Exercise task a: Can you copy out, word for word, the records running from the line containing "Expected: one point per instance of the black" through the end of the records, with both ends included?

We propose the DFC-D method that is depicted in both mathematical and technical forms. The proposed DFC-D model is shown in Fig. 5. DFC-D is a pixel-by-pixel moving target detection method. To maintain the flow and describe the end-to-end processing path accordingly, we discuss those sub-topics deeply through prior studies. Furthermore, to address the approaches and discuss their relevance (e.g., input processing, multiple features such as gradient magnitudes frames and their generations, background samples principles, segmentation error, and so on), we describe them concisely. Therefore, from input sequences to post-processing, we adopt some established approaches, hyperparameters, and experimental arrangements. The hyperparameters and symbols used in our proposal we list in Table 1. The pixel-level parameters and frame-level parameters we represent by the lowercase and uppercase letter, respectively. The values of the hyperparameters are set experimentally. Moreover, the subscript t and t + 1 indicate a present/observed state and next state, respectively. Furthermore, for the gray intensity input, one channel calculation is carried out and for the color input sequences, three channels are considered in the calculation. Our DFC-D method has the following nine process steps:

  1. 1.

    Input sequences. DFC-D takes non-smoothing RGB/grayscale input frames/videos (see Section 3.1).

  2. 2.

    Gradient magnitude frames generation. Gradient image frames are computed for the non-smoothing RGB/grayscale input frames/videos and then normalized. After that, the normalized gradient sequences are fed to our model in addition to the intensity sequences (see Section 3.2).

  3. 3.

    Background samples. Two background samples are generated: the color background sample is initialized from the first intensity sequence; the gradient background sample is also initialized from the first normalized gradient frame. Background pixels in a background sample are the neighbors of an observed pixel (see Section 3.3).

  4. 4.

    Classification: Adaptive combination. In classification, we describe how to classify an observed pixel into the background/foreground pixel. An observed pixel of an observed frame is segmented based on the correlation with its corresponding background pixels in the background samples. In addition, we describe the proposed color-gradient combination process in detail (see Section 3.4).

  5. 5.

    Segmentation error. It estimates the amount of classification error based on the salt and pepper noises in the classification. The amount of error helps to modify the background factor and the threshold factor simultaneously (see Section 3.5).

  6. 6.

    Background factor and threshold factor update. The background factor and the threshold factor result from the minimum distance between the consecutive backgrounds of consecutive frames and the amount of detection error (see Section 3.6).

Exercise task b:
Does each of these statements agree with the DFC-D passage? Answer yes or no for each, and quote the deciding words from the passage.
(i) The color background sample is initialized from the first intensity sequence.
(ii) Pixel-level parameters are represented by uppercase letters.
(iii) The hyperparameter values are derived theoretically.

Input material:
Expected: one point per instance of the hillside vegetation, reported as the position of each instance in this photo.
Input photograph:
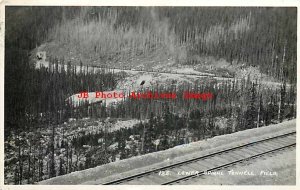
(263, 37)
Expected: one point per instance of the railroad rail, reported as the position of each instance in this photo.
(210, 162)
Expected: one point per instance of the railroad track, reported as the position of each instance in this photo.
(210, 162)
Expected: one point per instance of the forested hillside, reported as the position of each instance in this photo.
(45, 136)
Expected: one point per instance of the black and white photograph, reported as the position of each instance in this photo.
(150, 95)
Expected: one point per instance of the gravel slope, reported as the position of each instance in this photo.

Reply a:
Expected: one point per instance of the black and white photograph, reported as the position of each instance in this photo.
(150, 95)
Expected: one point per instance of the gravel slope, reported as the position of each instance in this photo.

Reply b:
(i) Yes: "the color background sample is initialized from the first intensity sequence"
(ii) No: "The pixel-level parameters and frame-level parameters we represent by the lowercase and uppercase letter, respectively."
(iii) No: "The values of the hyperparameters are set experimentally."